Dataset items
§

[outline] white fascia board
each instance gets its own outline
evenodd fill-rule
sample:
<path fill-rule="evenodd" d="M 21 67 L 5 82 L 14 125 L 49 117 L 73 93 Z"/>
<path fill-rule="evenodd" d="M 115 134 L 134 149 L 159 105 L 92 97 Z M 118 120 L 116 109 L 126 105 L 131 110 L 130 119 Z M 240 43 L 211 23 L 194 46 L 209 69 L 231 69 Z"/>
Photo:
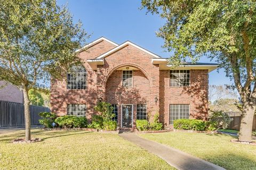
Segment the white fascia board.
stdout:
<path fill-rule="evenodd" d="M 104 53 L 104 54 L 102 54 L 102 55 L 100 55 L 99 57 L 97 57 L 96 58 L 97 59 L 100 59 L 100 58 L 104 58 L 105 57 L 109 55 L 109 54 L 111 54 L 111 53 L 117 51 L 117 50 L 118 50 L 119 49 L 126 46 L 126 45 L 131 45 L 141 50 L 142 50 L 142 52 L 144 52 L 150 55 L 151 55 L 152 56 L 153 56 L 155 58 L 161 58 L 160 56 L 158 56 L 158 55 L 143 48 L 141 48 L 141 47 L 137 45 L 136 44 L 133 44 L 129 41 L 127 41 L 124 43 L 123 43 L 122 44 L 119 45 L 118 46 L 116 47 L 115 47 L 114 48 L 112 49 L 111 50 Z"/>
<path fill-rule="evenodd" d="M 105 40 L 105 41 L 107 41 L 109 43 L 111 43 L 111 44 L 114 45 L 115 46 L 118 46 L 118 45 L 117 44 L 115 43 L 113 41 L 111 41 L 110 40 L 107 39 L 107 38 L 102 37 L 100 37 L 100 38 L 97 39 L 95 40 L 94 40 L 93 41 L 92 41 L 91 42 L 90 42 L 89 44 L 85 45 L 84 46 L 83 46 L 81 48 L 77 49 L 77 50 L 76 50 L 76 53 L 79 53 L 79 52 L 83 50 L 85 48 L 90 47 L 90 46 L 92 46 L 93 44 L 95 44 L 96 43 L 98 43 L 98 42 L 100 42 L 100 41 L 103 41 L 103 40 Z"/>
<path fill-rule="evenodd" d="M 98 64 L 104 64 L 104 60 L 103 59 L 89 59 L 87 60 L 88 63 L 95 62 Z"/>

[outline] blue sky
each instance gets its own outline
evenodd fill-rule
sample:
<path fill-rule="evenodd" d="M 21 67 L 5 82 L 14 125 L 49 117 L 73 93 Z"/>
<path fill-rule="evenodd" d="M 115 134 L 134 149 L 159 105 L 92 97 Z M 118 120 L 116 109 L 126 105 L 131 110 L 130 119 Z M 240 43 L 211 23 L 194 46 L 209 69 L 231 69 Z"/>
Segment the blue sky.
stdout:
<path fill-rule="evenodd" d="M 91 35 L 87 42 L 103 36 L 117 44 L 127 40 L 163 57 L 170 54 L 162 48 L 163 40 L 155 34 L 164 21 L 156 15 L 140 10 L 140 1 L 57 0 L 59 5 L 68 3 L 74 22 L 79 19 L 83 28 Z M 206 58 L 201 62 L 214 63 Z M 209 74 L 210 84 L 230 84 L 223 70 Z"/>

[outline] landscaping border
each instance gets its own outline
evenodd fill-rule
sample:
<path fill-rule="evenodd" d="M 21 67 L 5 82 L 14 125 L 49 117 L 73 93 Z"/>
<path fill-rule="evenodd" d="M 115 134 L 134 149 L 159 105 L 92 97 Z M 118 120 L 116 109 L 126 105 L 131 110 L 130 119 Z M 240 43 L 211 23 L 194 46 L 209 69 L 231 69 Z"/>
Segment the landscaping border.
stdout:
<path fill-rule="evenodd" d="M 173 129 L 173 132 L 202 133 L 208 133 L 208 134 L 216 134 L 216 133 L 218 133 L 217 131 L 194 131 L 194 130 L 191 130 L 175 129 Z"/>
<path fill-rule="evenodd" d="M 117 131 L 107 131 L 101 129 L 96 129 L 92 128 L 42 128 L 46 131 L 85 131 L 89 132 L 103 132 L 108 133 L 119 133 L 119 130 Z"/>
<path fill-rule="evenodd" d="M 136 133 L 162 133 L 162 132 L 167 132 L 173 131 L 173 130 L 168 129 L 168 130 L 161 130 L 158 131 L 135 131 Z"/>

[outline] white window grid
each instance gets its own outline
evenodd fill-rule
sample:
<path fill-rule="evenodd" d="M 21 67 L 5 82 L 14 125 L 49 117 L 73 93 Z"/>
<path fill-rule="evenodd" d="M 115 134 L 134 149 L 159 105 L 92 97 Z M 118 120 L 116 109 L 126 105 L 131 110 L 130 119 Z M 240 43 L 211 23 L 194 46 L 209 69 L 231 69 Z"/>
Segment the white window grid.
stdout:
<path fill-rule="evenodd" d="M 87 72 L 83 67 L 74 67 L 74 72 L 67 74 L 68 89 L 85 89 L 87 86 Z"/>
<path fill-rule="evenodd" d="M 115 114 L 115 116 L 112 118 L 112 121 L 116 121 L 117 122 L 117 115 L 118 115 L 118 108 L 117 105 L 116 104 L 113 104 L 111 106 L 114 108 L 113 111 L 112 112 L 113 113 Z"/>
<path fill-rule="evenodd" d="M 87 107 L 85 104 L 68 104 L 67 115 L 77 117 L 86 116 L 86 110 Z"/>
<path fill-rule="evenodd" d="M 189 105 L 170 105 L 169 124 L 173 124 L 178 119 L 189 119 Z"/>
<path fill-rule="evenodd" d="M 190 70 L 170 70 L 170 86 L 186 87 L 190 84 Z"/>
<path fill-rule="evenodd" d="M 147 105 L 137 105 L 137 120 L 147 120 Z"/>
<path fill-rule="evenodd" d="M 132 70 L 123 70 L 123 87 L 132 87 Z"/>

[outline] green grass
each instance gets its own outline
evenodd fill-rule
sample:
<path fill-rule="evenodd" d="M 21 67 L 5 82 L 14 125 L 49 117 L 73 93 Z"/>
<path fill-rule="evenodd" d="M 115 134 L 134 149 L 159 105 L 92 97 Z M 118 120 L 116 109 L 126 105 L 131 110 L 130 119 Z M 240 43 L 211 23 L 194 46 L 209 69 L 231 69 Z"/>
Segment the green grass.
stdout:
<path fill-rule="evenodd" d="M 171 132 L 140 134 L 227 169 L 256 169 L 256 146 L 234 143 L 227 134 Z"/>
<path fill-rule="evenodd" d="M 232 129 L 219 129 L 218 130 L 220 131 L 225 132 L 231 132 L 231 133 L 239 133 L 239 131 Z M 252 134 L 253 136 L 256 136 L 256 131 L 252 131 Z"/>
<path fill-rule="evenodd" d="M 0 169 L 175 169 L 116 134 L 33 130 L 42 141 L 10 143 L 24 135 L 0 134 Z"/>

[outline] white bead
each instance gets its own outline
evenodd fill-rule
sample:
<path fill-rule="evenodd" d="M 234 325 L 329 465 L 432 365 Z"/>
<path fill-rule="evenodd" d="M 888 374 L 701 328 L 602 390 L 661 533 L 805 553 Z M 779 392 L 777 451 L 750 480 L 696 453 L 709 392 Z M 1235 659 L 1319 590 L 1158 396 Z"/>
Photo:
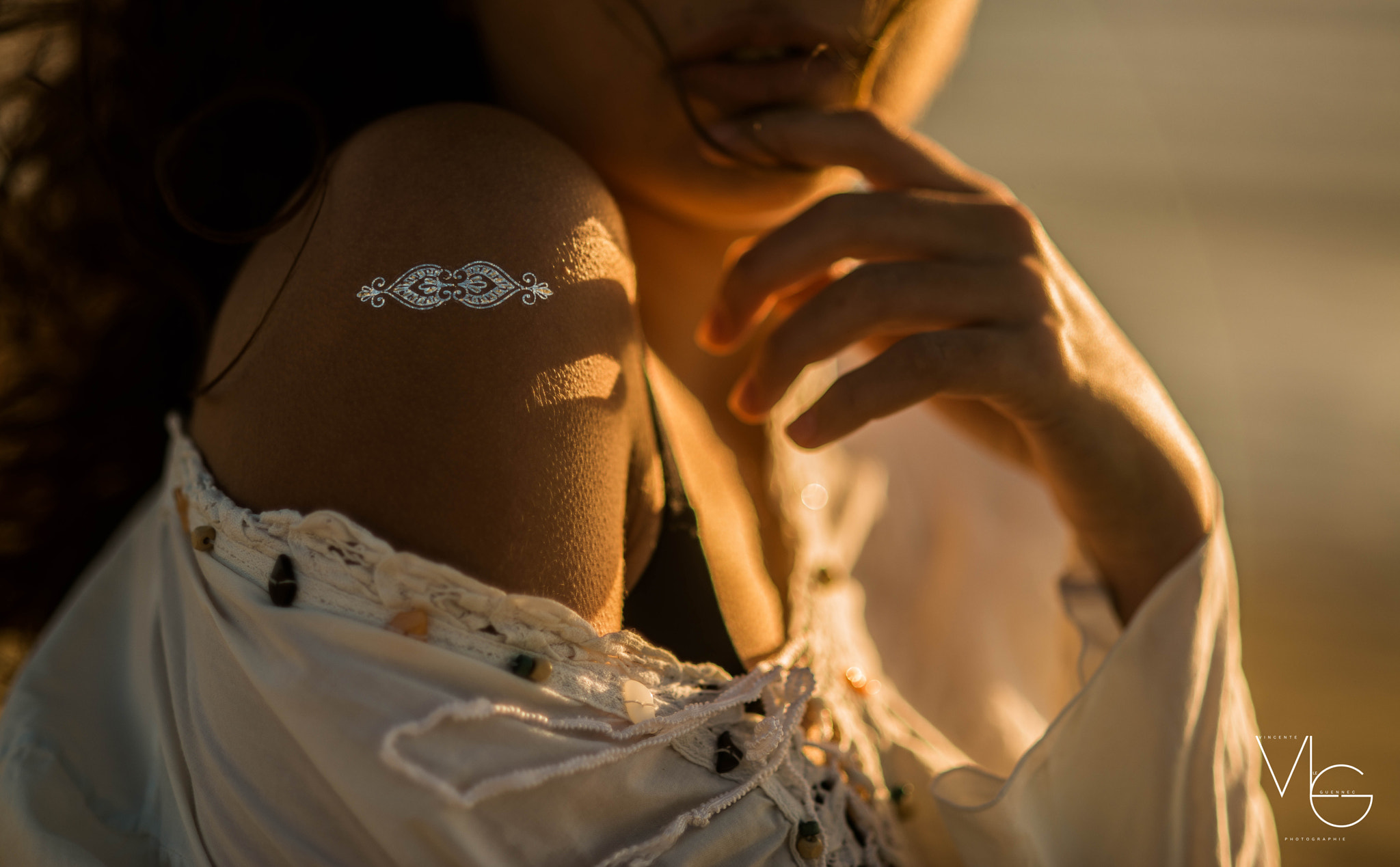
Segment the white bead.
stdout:
<path fill-rule="evenodd" d="M 634 723 L 657 716 L 657 696 L 645 684 L 637 681 L 623 681 L 622 706 L 627 710 L 627 719 Z"/>

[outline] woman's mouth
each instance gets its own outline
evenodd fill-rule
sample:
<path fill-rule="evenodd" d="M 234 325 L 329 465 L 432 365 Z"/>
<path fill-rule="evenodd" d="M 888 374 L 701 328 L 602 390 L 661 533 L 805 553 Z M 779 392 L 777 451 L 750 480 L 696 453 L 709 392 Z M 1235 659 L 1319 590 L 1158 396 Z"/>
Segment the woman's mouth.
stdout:
<path fill-rule="evenodd" d="M 759 108 L 834 108 L 855 96 L 864 52 L 798 21 L 739 20 L 676 52 L 687 96 L 720 116 Z"/>

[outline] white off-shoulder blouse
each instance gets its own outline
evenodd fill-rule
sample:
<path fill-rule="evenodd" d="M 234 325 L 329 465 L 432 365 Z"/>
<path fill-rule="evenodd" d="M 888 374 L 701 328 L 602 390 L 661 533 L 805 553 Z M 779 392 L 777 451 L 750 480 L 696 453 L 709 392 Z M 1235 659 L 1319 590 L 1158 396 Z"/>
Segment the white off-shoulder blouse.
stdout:
<path fill-rule="evenodd" d="M 932 414 L 792 447 L 833 375 L 770 422 L 788 643 L 739 678 L 251 513 L 172 418 L 0 716 L 0 860 L 1277 864 L 1224 523 L 1124 629 L 1044 491 Z"/>

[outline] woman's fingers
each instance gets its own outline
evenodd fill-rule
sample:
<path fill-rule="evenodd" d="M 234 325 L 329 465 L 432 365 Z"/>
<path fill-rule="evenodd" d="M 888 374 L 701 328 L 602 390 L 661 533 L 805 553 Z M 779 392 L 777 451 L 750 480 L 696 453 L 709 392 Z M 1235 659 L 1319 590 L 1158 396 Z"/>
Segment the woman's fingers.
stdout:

§

▸ **EXERCISE**:
Replace "white fascia board" with "white trim board" throughout the lines from the start of the Dataset items through the line containing "98 64 L 104", keeping everything else unchanged. Omit the pictures from your output.

▸ **SOLUTION BELOW**:
[outline] white trim board
each instance gets its own outline
evenodd fill-rule
sample:
<path fill-rule="evenodd" d="M 21 67 L 5 82 L 14 125 L 49 117 L 73 93 Z"/>
<path fill-rule="evenodd" d="M 115 134 L 134 149 L 159 105 L 92 97 Z M 118 120 L 116 109 L 126 105 L 131 110 L 130 119 Z M 240 43 L 211 23 L 194 46 L 209 69 L 231 69 Z"/>
Photo:
Segment the white trim board.
stdout:
<path fill-rule="evenodd" d="M 104 53 L 104 54 L 102 54 L 102 55 L 100 55 L 99 57 L 97 57 L 96 58 L 97 59 L 100 59 L 100 58 L 104 58 L 105 57 L 109 55 L 109 54 L 111 54 L 111 53 L 117 51 L 117 50 L 118 50 L 119 49 L 126 46 L 126 45 L 131 45 L 141 50 L 142 50 L 142 52 L 144 52 L 150 55 L 151 55 L 152 56 L 153 56 L 155 58 L 161 58 L 160 56 L 158 56 L 158 55 L 143 48 L 141 48 L 141 47 L 137 45 L 136 44 L 133 44 L 129 41 L 127 41 L 124 43 L 123 43 L 122 44 L 119 45 L 118 46 L 116 47 L 115 47 L 114 48 L 112 49 L 111 50 Z"/>
<path fill-rule="evenodd" d="M 105 40 L 105 41 L 107 41 L 109 43 L 111 43 L 111 44 L 114 45 L 115 46 L 118 46 L 118 45 L 117 44 L 115 43 L 113 41 L 111 41 L 110 40 L 107 39 L 107 38 L 102 37 L 100 37 L 100 38 L 97 39 L 95 40 L 94 40 L 93 41 L 92 41 L 91 42 L 90 42 L 89 44 L 85 45 L 84 46 L 83 46 L 81 48 L 77 49 L 77 50 L 76 50 L 76 53 L 79 53 L 79 52 L 83 50 L 85 48 L 90 47 L 90 46 L 92 46 L 93 44 L 95 44 L 96 43 L 98 43 L 98 42 L 100 42 L 100 41 L 103 41 L 103 40 Z"/>
<path fill-rule="evenodd" d="M 98 64 L 104 64 L 104 60 L 103 59 L 89 59 L 87 60 L 88 63 L 95 62 Z"/>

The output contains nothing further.